▶ **Required work**: Go through the data below and return each line containing the word "feathers".

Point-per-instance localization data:
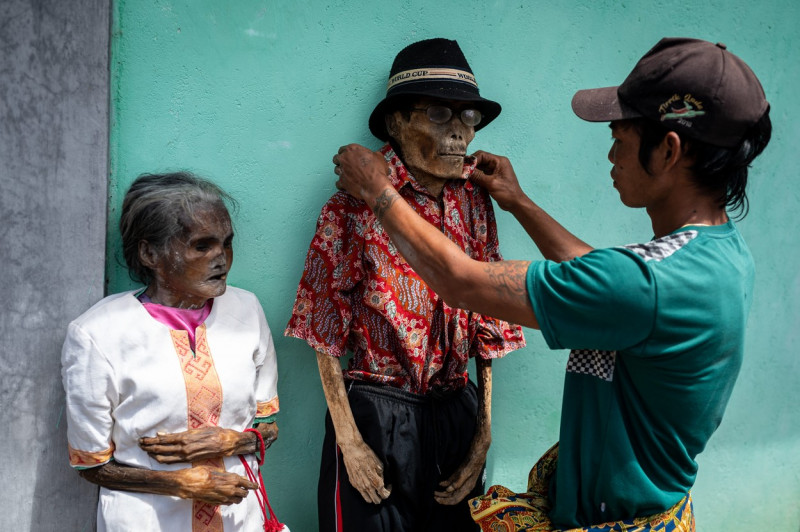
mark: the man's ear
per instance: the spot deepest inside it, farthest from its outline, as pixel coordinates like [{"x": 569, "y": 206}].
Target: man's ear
[
  {"x": 147, "y": 255},
  {"x": 669, "y": 153},
  {"x": 392, "y": 128}
]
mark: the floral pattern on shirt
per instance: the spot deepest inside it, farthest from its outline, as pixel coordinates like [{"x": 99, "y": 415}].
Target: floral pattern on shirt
[{"x": 357, "y": 292}]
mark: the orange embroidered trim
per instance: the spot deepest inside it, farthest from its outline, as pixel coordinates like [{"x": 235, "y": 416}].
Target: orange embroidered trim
[
  {"x": 204, "y": 400},
  {"x": 267, "y": 408},
  {"x": 88, "y": 459}
]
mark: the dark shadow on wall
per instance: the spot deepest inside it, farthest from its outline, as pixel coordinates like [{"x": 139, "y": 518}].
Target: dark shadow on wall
[{"x": 53, "y": 177}]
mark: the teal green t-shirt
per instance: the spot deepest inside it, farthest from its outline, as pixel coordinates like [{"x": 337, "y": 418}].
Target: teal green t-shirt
[{"x": 657, "y": 333}]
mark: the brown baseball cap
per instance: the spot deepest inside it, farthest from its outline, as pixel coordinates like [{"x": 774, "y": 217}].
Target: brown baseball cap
[{"x": 690, "y": 86}]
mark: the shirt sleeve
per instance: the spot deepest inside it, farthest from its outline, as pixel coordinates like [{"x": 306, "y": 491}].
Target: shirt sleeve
[
  {"x": 605, "y": 300},
  {"x": 494, "y": 338},
  {"x": 322, "y": 310},
  {"x": 91, "y": 392},
  {"x": 266, "y": 372}
]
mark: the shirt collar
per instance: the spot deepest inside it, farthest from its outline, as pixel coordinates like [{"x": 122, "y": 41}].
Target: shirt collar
[{"x": 400, "y": 176}]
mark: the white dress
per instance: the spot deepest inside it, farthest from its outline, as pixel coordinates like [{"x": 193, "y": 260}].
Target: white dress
[{"x": 128, "y": 376}]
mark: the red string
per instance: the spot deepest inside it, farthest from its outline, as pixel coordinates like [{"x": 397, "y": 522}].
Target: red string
[{"x": 271, "y": 523}]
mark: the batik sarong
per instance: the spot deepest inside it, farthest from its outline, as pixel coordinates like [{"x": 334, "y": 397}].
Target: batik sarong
[{"x": 502, "y": 510}]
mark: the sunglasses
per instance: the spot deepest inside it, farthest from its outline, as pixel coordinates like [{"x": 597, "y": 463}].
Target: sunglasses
[{"x": 440, "y": 114}]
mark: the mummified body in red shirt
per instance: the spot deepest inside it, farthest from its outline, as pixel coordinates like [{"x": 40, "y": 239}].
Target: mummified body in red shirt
[{"x": 413, "y": 433}]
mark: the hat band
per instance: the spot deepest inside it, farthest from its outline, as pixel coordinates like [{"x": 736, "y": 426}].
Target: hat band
[{"x": 428, "y": 74}]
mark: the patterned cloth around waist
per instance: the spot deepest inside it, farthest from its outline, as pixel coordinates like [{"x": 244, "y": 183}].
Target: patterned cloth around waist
[{"x": 502, "y": 510}]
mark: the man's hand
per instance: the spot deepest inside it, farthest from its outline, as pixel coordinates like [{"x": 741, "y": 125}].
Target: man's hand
[
  {"x": 496, "y": 175},
  {"x": 192, "y": 445},
  {"x": 365, "y": 471},
  {"x": 362, "y": 172},
  {"x": 205, "y": 484}
]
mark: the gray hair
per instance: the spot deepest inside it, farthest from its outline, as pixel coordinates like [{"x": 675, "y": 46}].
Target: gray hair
[{"x": 160, "y": 208}]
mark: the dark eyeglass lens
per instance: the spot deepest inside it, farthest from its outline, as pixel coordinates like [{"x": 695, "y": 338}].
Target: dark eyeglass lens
[{"x": 439, "y": 114}]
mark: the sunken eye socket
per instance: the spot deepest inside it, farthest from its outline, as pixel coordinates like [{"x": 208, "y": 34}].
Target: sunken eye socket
[{"x": 440, "y": 114}]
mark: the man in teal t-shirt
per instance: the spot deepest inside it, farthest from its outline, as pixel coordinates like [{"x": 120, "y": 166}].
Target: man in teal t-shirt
[{"x": 656, "y": 330}]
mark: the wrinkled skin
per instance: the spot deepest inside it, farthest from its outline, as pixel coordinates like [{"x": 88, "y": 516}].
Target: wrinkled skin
[
  {"x": 193, "y": 270},
  {"x": 433, "y": 153}
]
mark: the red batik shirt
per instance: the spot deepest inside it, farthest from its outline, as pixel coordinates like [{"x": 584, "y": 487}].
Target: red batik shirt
[{"x": 357, "y": 292}]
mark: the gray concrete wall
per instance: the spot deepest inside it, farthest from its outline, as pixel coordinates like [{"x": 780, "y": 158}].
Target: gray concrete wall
[{"x": 53, "y": 183}]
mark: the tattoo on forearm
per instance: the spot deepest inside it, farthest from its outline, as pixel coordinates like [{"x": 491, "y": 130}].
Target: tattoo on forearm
[
  {"x": 383, "y": 203},
  {"x": 509, "y": 276}
]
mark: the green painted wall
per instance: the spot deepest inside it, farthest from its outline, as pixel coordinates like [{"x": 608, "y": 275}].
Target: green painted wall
[{"x": 259, "y": 95}]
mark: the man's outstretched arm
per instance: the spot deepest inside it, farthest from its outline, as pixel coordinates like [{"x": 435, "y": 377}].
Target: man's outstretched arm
[
  {"x": 495, "y": 174},
  {"x": 495, "y": 289}
]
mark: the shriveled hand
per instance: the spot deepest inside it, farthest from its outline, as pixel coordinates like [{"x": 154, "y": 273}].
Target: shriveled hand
[
  {"x": 454, "y": 489},
  {"x": 362, "y": 172},
  {"x": 208, "y": 485},
  {"x": 192, "y": 445},
  {"x": 365, "y": 471},
  {"x": 496, "y": 175}
]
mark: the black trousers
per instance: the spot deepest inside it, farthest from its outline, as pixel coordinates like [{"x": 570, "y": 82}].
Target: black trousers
[{"x": 421, "y": 441}]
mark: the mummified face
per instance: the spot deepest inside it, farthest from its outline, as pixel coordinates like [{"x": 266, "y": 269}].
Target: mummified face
[{"x": 432, "y": 150}]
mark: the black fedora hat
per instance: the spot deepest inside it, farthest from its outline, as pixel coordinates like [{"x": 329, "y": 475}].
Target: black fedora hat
[{"x": 436, "y": 68}]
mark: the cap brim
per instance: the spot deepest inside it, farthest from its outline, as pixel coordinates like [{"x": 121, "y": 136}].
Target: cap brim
[
  {"x": 488, "y": 108},
  {"x": 602, "y": 105}
]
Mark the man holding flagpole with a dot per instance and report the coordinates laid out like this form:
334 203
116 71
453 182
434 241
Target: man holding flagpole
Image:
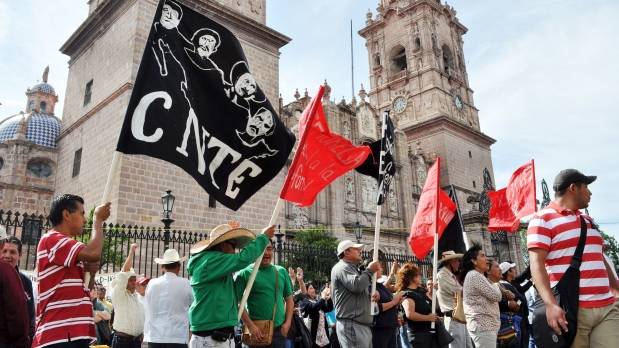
351 296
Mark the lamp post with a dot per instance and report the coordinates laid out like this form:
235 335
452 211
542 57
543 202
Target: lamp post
358 230
167 201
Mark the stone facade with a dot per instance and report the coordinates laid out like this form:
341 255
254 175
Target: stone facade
107 49
418 72
351 199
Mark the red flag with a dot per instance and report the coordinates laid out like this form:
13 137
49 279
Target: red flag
431 207
321 157
501 217
520 191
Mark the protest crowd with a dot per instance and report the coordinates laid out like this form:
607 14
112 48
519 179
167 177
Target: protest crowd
481 302
236 296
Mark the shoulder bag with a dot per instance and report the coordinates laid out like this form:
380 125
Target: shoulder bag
265 326
458 311
566 295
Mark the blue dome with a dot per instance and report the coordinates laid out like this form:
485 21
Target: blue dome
42 129
43 87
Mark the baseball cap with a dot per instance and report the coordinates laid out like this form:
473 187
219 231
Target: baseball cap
345 244
506 266
566 177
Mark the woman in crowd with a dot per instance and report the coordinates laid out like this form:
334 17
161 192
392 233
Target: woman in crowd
508 307
417 306
481 299
314 309
518 285
385 329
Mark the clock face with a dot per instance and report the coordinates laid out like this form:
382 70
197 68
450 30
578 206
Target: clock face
458 102
399 104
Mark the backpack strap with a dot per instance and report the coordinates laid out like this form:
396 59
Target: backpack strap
577 258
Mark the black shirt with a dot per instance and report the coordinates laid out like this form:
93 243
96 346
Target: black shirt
388 318
423 305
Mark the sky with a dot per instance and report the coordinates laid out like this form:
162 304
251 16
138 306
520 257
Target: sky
543 71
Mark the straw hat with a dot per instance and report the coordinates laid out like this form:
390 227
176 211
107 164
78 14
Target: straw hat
449 255
170 256
224 232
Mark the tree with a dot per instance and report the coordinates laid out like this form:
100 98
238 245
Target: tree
112 249
314 250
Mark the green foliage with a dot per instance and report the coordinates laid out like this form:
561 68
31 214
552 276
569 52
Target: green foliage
112 248
314 250
613 249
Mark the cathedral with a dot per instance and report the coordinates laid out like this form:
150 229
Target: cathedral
417 72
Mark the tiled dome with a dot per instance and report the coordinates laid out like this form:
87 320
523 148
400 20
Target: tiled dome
43 87
42 129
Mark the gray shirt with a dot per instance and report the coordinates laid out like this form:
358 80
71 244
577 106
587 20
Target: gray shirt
351 292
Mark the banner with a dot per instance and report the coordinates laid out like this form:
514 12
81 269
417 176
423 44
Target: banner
321 157
453 236
520 191
501 217
196 104
380 164
421 238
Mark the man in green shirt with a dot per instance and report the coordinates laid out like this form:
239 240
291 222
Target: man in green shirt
213 313
268 294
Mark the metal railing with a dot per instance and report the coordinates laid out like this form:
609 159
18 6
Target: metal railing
316 261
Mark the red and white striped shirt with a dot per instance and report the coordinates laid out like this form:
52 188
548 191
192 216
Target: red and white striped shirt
64 310
557 231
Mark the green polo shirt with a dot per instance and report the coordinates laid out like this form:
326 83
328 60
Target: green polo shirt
261 298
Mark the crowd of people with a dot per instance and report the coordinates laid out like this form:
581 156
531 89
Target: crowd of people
481 302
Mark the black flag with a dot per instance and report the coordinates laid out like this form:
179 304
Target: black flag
195 104
380 164
452 238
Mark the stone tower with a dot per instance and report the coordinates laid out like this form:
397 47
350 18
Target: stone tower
105 53
418 72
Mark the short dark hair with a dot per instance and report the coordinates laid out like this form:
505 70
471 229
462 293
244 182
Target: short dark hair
13 240
467 260
171 266
62 203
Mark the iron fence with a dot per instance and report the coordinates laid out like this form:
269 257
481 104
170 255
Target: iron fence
316 261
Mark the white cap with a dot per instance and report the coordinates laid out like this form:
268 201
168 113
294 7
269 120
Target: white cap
345 244
506 266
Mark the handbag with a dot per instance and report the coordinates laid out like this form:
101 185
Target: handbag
265 326
566 295
458 312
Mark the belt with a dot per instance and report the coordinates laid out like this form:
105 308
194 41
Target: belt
224 331
124 335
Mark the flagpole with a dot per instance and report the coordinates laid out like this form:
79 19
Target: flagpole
435 253
250 282
534 185
381 189
106 197
373 305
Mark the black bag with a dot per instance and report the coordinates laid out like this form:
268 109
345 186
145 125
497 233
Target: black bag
303 337
442 338
566 293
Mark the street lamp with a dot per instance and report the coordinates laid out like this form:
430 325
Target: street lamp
358 230
167 201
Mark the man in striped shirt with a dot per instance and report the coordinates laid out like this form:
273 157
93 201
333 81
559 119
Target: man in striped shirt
64 311
552 238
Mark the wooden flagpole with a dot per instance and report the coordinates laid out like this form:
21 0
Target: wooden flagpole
374 306
106 196
435 253
250 282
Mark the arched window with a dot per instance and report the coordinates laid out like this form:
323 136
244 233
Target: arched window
417 44
448 63
39 168
398 59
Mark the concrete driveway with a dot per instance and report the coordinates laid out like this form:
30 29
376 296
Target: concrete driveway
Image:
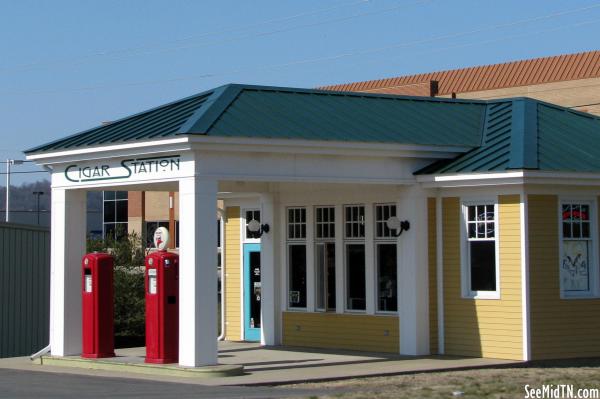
279 365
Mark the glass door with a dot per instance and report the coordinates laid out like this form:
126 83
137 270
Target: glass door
252 292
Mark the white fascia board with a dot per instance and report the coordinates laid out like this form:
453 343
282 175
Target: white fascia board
249 144
509 177
110 151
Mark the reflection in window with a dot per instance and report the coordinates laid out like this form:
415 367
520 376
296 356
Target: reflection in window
251 215
355 275
297 274
387 295
325 270
576 248
115 212
481 236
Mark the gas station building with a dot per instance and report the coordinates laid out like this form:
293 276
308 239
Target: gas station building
370 222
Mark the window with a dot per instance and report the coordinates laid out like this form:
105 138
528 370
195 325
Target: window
296 223
481 271
253 214
354 234
385 256
382 214
354 221
325 257
115 214
153 225
297 257
577 270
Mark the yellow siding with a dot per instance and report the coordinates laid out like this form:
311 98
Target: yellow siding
560 328
432 242
341 331
232 274
490 327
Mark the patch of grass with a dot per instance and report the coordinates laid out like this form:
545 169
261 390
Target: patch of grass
488 383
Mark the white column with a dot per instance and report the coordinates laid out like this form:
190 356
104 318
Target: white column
197 272
340 292
310 259
413 289
68 230
269 275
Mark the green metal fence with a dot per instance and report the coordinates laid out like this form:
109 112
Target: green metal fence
24 289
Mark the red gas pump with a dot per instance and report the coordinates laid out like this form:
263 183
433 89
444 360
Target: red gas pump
162 307
97 306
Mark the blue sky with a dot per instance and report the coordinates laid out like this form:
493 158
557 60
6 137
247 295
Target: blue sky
69 65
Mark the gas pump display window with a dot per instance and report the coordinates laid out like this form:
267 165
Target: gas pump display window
88 280
255 296
152 281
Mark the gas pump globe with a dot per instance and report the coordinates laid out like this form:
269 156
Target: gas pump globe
162 302
161 238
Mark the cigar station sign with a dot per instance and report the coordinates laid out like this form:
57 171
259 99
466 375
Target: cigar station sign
143 168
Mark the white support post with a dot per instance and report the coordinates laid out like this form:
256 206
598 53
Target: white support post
413 290
197 272
310 259
68 232
340 292
269 273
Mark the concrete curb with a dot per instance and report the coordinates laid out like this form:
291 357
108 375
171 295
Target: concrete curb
221 370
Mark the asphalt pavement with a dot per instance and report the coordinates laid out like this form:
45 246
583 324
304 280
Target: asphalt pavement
44 385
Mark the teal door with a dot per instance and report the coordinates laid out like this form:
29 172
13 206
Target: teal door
252 294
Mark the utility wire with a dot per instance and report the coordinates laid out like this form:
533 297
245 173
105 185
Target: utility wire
341 55
24 172
133 51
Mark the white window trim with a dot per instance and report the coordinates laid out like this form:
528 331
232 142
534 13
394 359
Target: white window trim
289 275
383 240
594 291
318 241
465 258
353 241
245 239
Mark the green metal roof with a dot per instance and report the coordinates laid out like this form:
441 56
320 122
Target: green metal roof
508 134
287 113
527 134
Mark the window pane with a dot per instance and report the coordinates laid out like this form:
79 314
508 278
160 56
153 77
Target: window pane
109 230
355 269
567 229
325 275
330 267
483 265
320 275
121 211
566 212
574 270
585 212
575 212
387 299
585 229
297 262
472 230
109 195
576 230
109 212
490 229
471 212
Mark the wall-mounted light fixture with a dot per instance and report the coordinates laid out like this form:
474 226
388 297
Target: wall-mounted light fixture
254 226
393 223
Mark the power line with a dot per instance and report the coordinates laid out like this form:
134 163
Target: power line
342 55
24 172
137 50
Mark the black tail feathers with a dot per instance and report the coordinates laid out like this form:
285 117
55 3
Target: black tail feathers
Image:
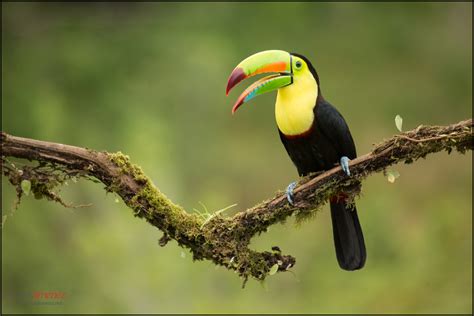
348 237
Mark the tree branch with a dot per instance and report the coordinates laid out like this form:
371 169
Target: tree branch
223 240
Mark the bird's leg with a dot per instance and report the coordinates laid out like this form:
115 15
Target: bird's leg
345 165
289 192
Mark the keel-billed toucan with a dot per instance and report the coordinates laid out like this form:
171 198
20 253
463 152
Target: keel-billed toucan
313 132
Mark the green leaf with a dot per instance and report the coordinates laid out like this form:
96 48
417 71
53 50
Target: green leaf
26 186
399 122
273 269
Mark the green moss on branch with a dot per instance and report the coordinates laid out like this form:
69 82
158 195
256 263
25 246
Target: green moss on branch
224 241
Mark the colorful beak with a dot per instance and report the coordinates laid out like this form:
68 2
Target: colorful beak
269 61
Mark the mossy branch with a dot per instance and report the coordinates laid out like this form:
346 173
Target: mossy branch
223 240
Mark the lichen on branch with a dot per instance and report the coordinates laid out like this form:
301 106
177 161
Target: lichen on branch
222 240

▶ **Answer space**:
Mark the black tail feathers with a dot per instance and report the coordinates laid out like this form:
Target: black tail feathers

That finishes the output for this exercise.